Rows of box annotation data

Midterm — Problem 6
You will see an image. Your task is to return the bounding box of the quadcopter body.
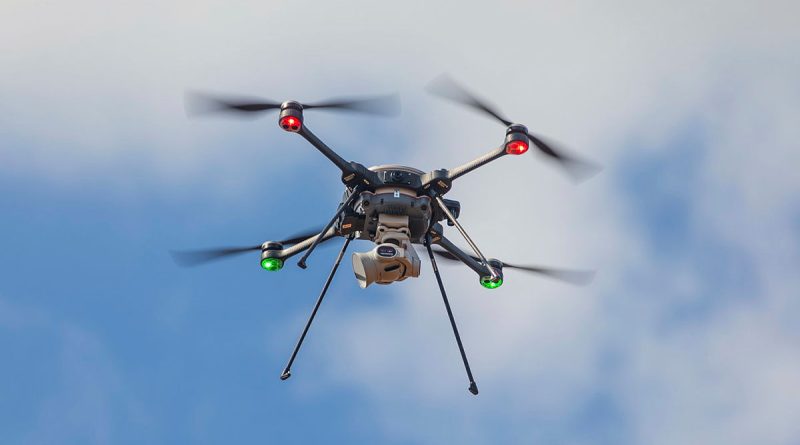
[174,78,597,394]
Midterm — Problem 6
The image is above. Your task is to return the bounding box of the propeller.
[184,91,400,116]
[426,75,601,181]
[170,229,320,267]
[432,249,594,286]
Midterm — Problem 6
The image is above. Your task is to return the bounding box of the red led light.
[279,116,303,131]
[506,141,528,155]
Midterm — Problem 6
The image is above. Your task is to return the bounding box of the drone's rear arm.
[297,124,379,187]
[447,147,507,181]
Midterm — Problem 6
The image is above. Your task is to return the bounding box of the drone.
[172,76,599,395]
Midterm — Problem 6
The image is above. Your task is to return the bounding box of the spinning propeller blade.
[184,92,400,116]
[426,75,601,181]
[433,249,594,286]
[170,229,319,267]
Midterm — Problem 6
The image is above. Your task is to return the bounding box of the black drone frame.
[266,101,528,394]
[177,79,596,394]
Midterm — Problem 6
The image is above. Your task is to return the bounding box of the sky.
[0,0,800,445]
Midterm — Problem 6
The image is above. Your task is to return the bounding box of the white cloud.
[0,1,800,443]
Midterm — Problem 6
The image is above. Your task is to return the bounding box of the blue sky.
[0,0,800,444]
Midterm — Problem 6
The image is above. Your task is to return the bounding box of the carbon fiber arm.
[298,123,380,187]
[274,227,337,261]
[431,224,492,278]
[447,147,506,180]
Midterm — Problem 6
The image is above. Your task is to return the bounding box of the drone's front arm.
[263,227,336,261]
[431,230,491,278]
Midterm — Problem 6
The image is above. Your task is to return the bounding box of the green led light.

**Task goal**
Retype every one of the rows above word for word, leaving out the pictures.

**Finished answer**
Midterm — Problem 6
You will see an image. Your task is to return the bounding box of the quadcopter body.
[174,78,597,394]
Midterm — Problem 6
The image is above. Your task is to return the bounding box of the propeller.
[184,91,400,116]
[426,75,601,181]
[170,229,320,267]
[432,249,594,286]
Midterm — Problem 6
The image is above. Your task is to return the bounding box of the red led light.
[279,116,303,131]
[506,141,528,155]
Midterm — Problem 6
The image is above. Your task is to return the bounding box of the drone's rear arm.
[297,124,379,187]
[447,147,507,181]
Midterm — Problem 6
The image is above. Your task is to return the bounding box of the drone.
[172,76,599,395]
Midterm — Problem 6
The image is above. Your task is to return the bounding box of the spinning propeller blade.
[184,92,400,116]
[426,75,601,181]
[433,249,594,286]
[170,229,319,267]
Midterm — Problem 6
The image is above. Your task is to return the bounding box of the black drone frame.
[266,101,528,394]
[177,79,596,394]
Midterm — Problem 6
The image is above. Your task is to return the bounding box of the sky.
[0,0,800,445]
Midterm — Problem 6
The image is above. Your task is to return the bounding box of the white cloud.
[0,1,800,443]
Midterm — Problem 6
The image is above. Your task is to return the bounding box of the blue sky.
[0,0,800,444]
Midterm — Problem 6
The image is above. Your task is to return the bounding box of the carbon fiber arm.
[298,123,380,187]
[274,227,337,261]
[431,224,492,278]
[447,147,506,180]
Midterm — Problem 6
The image is above. Your task is to return the bounding box of the drone's front arm.
[263,227,336,261]
[431,230,491,278]
Midterm — Problem 6
The image is above. Your task is to return the bounding box of the green led light.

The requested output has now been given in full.